:: Task data
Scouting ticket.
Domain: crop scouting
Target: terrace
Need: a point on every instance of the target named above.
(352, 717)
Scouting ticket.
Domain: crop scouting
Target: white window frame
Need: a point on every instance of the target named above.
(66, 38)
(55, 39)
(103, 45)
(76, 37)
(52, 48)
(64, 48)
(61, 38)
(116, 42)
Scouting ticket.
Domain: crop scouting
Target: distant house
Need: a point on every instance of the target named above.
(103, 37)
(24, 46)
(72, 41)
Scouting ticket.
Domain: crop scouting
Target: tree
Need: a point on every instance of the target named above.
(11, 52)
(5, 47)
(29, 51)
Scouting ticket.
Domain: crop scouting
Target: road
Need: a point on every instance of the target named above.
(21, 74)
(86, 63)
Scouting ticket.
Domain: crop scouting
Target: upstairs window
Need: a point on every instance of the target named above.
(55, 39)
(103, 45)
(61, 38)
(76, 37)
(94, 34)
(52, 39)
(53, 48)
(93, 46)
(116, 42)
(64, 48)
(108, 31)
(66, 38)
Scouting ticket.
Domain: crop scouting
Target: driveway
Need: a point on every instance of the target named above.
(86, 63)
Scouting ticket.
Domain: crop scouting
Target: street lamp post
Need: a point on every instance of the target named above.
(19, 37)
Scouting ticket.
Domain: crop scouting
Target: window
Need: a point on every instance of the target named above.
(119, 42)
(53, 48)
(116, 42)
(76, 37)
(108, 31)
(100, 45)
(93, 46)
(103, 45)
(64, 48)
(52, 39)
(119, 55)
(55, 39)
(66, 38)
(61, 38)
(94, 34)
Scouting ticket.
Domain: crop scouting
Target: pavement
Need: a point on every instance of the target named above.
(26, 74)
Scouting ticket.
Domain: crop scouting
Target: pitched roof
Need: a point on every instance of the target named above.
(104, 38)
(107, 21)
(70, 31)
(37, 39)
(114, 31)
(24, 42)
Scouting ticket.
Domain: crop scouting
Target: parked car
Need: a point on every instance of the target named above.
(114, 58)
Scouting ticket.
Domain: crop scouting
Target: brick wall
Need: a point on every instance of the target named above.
::::
* [Aim] Swap every "crop scouting" in the rows above for "street survey", then write out all the rows again with nothing else changed.

* [Answer in full]
Scouting ticket.
Domain: street survey
Target: terrace
Need: a point on every instance of the target named above.
(352, 717)
Scouting ticket.
Domain: street survey
Target: white window frame
Need: a point on every instance of the target named above.
(66, 38)
(55, 39)
(103, 45)
(76, 37)
(52, 48)
(64, 48)
(61, 38)
(116, 42)
Scouting ticket.
Domain: street survey
Target: distant house
Need: a point on every instance of the target named above.
(103, 37)
(24, 46)
(72, 41)
Scouting ticket.
Domain: street survey
Target: tree
Need: a point on every instance of the target named above.
(11, 52)
(5, 47)
(29, 51)
Scouting ticket.
Domain: street survey
Target: road
Need: a point on every instance of the target named above.
(21, 74)
(86, 63)
Scouting ticket.
Domain: street survey
Target: upstairs window
Need: a point on every instance of the target named above.
(55, 39)
(103, 45)
(61, 38)
(76, 37)
(94, 34)
(52, 39)
(53, 48)
(93, 46)
(116, 42)
(64, 48)
(108, 31)
(66, 38)
Scouting ticket.
Domain: street survey
Target: driveway
Need: a point on every instance of the target named above.
(86, 63)
Scouting ticket.
Domain: street survey
Target: street lamp post
Need: a point on every instance of the target named above.
(19, 37)
Scouting ticket.
Domain: street survey
Target: window
Need: a point on every instance of the target named above.
(119, 42)
(53, 48)
(116, 42)
(76, 37)
(108, 31)
(100, 45)
(93, 46)
(103, 45)
(64, 48)
(52, 39)
(119, 55)
(55, 39)
(66, 38)
(61, 38)
(94, 34)
Scouting ticket.
Domain: street survey
Target: pavement
Need: a point on every instance of the target named above.
(26, 74)
Scouting ticket.
Domain: street survey
Target: pitched roof
Need: a point on every instance of the target named above.
(104, 38)
(107, 21)
(70, 31)
(37, 39)
(114, 31)
(24, 42)
Scouting ticket.
Domain: street survey
Target: parked car
Need: a point on every instance of the target named above.
(114, 58)
Scouting ticket.
Domain: street survey
Target: brick wall
Need: a point on every instance of the target named above.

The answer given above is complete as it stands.